(EXCERPTED PASSAGE)
▼▼▼

Closed rhdunn closed 10 years ago

rhdunn commented 11 years ago

The CSS Counter Style Level 3 specification supports defining number formats, including upper/lower roman numerals and Armenian.

This is useful and can be extended to support other use cases applicable to Cainteoir Text-to-Speech. Specifically:

  1. Parse number systems into a common representation (e.g. western decimal digit form).

    This is useful when pronouncing numbers from different number systems in languages other than those the native language supports. It also means that the "pronounce number" algorithms can all be defined in terms of the canonical number representation.

  2. Specify how to pronounce numbers.

    This will be a mapping of the language (locale tag) to a counter style. The counter style could be one of the W3C defined styles or could be a custom style.

▲▲▲

(SHORT TASK 1) According to the issue comment on CSS counter styles, what is gained by parsing number systems into a common representation? Answer in one to three sentences.

(Pointing dataset excerpts)
▼▼▼

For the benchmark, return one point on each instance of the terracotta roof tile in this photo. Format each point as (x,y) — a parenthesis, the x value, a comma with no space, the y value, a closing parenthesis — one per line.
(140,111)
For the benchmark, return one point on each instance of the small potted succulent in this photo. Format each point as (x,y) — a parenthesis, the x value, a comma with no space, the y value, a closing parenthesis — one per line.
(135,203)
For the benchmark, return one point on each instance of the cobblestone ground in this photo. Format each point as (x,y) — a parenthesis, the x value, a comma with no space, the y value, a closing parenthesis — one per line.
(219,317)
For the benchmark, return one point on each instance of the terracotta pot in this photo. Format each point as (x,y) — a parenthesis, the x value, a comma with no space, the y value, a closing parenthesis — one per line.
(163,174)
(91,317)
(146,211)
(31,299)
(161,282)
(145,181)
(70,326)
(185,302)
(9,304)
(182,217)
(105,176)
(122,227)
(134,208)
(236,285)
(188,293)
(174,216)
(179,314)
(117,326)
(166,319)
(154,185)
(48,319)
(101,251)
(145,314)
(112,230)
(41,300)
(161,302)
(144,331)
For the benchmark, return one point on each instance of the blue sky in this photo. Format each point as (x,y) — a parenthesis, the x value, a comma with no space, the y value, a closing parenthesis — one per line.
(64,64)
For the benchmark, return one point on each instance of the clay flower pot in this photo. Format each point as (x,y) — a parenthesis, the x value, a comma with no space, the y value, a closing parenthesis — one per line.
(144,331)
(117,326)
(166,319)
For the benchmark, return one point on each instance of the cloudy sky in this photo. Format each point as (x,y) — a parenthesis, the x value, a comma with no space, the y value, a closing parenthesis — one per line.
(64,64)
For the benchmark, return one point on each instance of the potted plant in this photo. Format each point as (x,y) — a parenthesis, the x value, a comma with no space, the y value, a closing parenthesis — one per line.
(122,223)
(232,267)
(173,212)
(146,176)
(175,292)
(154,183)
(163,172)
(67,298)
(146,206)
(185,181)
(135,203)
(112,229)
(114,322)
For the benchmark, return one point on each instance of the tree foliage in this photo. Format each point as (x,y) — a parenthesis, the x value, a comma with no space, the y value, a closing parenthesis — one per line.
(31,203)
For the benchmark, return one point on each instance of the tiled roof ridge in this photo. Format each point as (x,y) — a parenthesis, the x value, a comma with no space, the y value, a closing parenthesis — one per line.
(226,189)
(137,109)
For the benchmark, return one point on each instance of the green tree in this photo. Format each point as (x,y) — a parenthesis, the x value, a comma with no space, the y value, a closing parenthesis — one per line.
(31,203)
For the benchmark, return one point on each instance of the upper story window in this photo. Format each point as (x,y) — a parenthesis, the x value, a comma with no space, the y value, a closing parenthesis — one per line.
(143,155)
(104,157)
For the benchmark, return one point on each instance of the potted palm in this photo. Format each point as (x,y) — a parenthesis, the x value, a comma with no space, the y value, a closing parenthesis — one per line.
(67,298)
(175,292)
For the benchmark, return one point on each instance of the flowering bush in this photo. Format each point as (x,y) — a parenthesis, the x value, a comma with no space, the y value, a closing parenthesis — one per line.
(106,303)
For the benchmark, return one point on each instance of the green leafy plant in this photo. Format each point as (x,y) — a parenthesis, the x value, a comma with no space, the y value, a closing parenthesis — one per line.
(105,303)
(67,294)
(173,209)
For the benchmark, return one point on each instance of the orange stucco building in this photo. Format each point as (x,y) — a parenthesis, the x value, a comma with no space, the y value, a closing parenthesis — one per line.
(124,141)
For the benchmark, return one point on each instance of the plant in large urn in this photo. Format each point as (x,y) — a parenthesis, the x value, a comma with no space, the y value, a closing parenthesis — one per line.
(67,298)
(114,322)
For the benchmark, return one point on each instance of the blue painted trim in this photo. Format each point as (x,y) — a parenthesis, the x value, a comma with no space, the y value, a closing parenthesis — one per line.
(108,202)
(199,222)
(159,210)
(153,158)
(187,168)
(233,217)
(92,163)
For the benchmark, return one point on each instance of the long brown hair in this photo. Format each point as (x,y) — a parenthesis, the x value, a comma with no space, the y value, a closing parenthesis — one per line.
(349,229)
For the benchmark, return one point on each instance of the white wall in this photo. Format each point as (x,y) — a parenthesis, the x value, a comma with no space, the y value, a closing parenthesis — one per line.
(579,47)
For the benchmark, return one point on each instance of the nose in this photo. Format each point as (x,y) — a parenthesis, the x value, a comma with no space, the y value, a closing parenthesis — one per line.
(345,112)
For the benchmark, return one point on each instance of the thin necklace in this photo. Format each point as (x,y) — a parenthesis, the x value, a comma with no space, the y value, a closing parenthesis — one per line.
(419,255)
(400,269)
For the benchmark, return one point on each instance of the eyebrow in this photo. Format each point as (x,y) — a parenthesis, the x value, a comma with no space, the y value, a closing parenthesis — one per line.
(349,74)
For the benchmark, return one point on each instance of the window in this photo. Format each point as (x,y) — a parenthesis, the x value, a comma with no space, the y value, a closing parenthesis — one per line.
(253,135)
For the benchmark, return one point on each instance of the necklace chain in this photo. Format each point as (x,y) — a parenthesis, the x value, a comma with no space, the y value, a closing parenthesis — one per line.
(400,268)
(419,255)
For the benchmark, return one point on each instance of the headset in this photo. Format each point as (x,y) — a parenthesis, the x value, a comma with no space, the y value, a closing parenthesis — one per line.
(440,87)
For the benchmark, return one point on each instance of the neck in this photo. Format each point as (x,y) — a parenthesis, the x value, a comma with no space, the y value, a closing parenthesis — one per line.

▲▲▲

(SHORT TASK 2) Pull out every line of the rows that contains the word "window".

(WORKED ANSWER 1) It lets numbers from different number systems be pronounced in languages other than those the native language supports. It also means the "pronounce number" algorithms can all be defined in terms of the canonical number representation.

(WORKED ANSWER 2)
For the benchmark, return one point on each instance of the upper story window in this photo. Format each point as (x,y) — a parenthesis, the x value, a comma with no space, the y value, a closing parenthesis — one per line.
For the benchmark, return one point on each instance of the window in this photo. Format each point as (x,y) — a parenthesis, the x value, a comma with no space, the y value, a closing parenthesis — one per line.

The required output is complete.